▶ _GIVEN PROBLEM_
In the article on Hilda Woolnough below, rewrite the passage starting at "In honour of" and ending at "Woolnough’s remarkable legacy.", putting "official launch" in place of "grand opening".

▶ _TEXT SHOWN_
Prince Edward Island’s ‘Angel of the Arts’ Hilda Woolnough Honoured With Gallery Dedication

In honour of the internationally acclaimed Prince Edward Island artist, Hilda Woolnough (1934–2007), The Gallery at the Guild in Charlottetown has been officially renamed the Hilda Woolnough Gallery. On November 18, there will be a special celebration and grand opening of the first exhibition in the new space titled All Things Hilda: A Retrospective, which will be on view from November 17 to December 31. A long-time friend of the artist and former director of the Confederation Centre Art Gallery, Terry Graff, provides the following overview of Woolnough’s remarkable legacy.


It is said that you really don’t know someone until you’ve travelled with them. That’s how I first met Hilda Woolnough.

It was 1991, and we were both invited to serve on a jury for the Canada Council Art Bank, a task that involved a week-long road trip travelling together throughout the Atlantic region visiting artists in their studios and selecting works of art for purchase.

▶ _SUPPLIED INFORMATION_
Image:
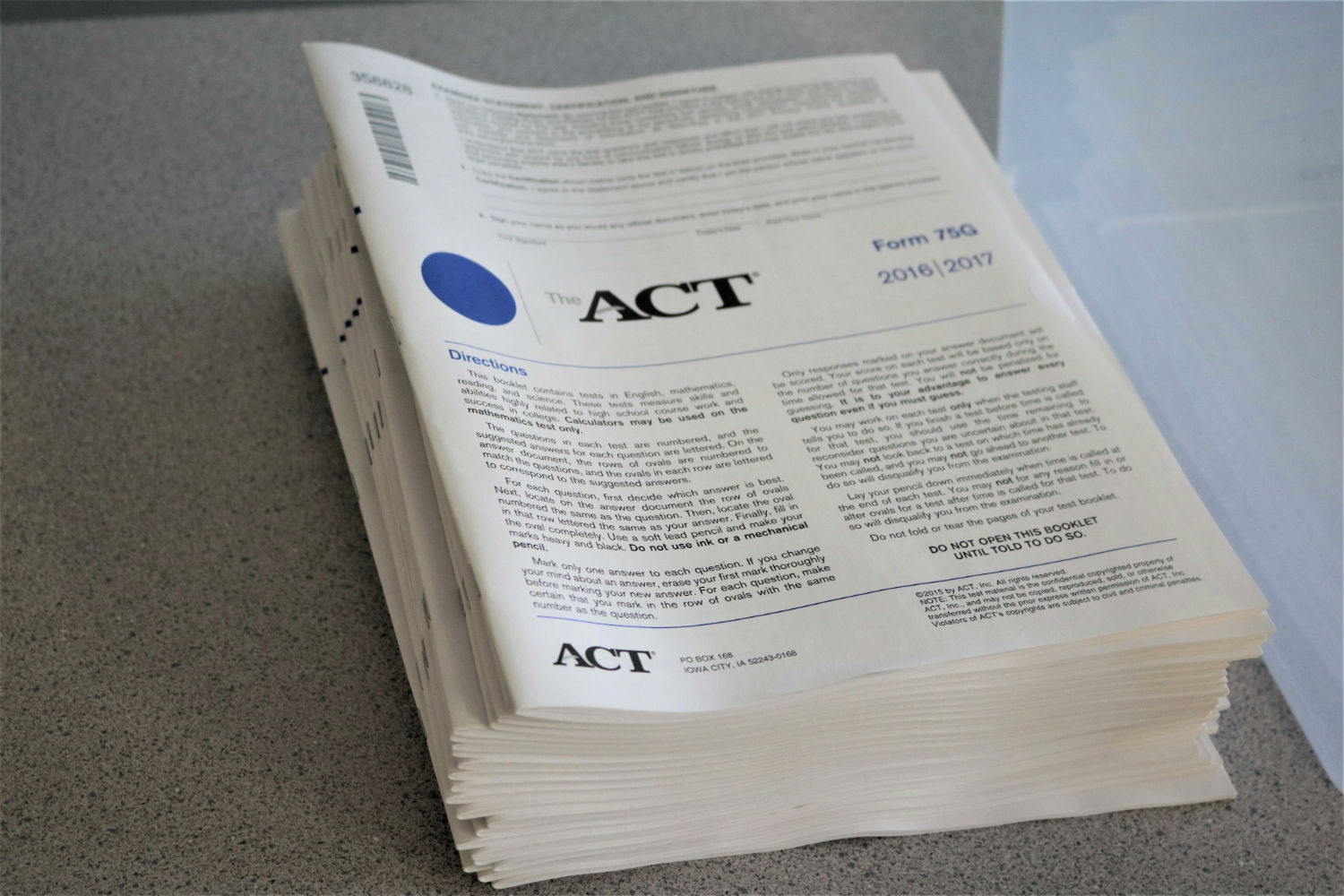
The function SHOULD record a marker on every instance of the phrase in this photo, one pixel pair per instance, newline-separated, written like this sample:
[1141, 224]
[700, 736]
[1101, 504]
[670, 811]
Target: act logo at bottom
[612, 661]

▶ _COMPLETE RESPONSE_
In honour of the internationally acclaimed Prince Edward Island artist, Hilda Woolnough (1934–2007), The Gallery at the Guild in Charlottetown has been officially renamed the Hilda Woolnough Gallery. On November 18, there will be a special celebration and official launch of the first exhibition in the new space titled All Things Hilda: A Retrospective, which will be on view from November 17 to December 31. A long-time friend of the artist and former director of the Confederation Centre Art Gallery, Terry Graff, provides the following overview of Woolnough’s remarkable legacy.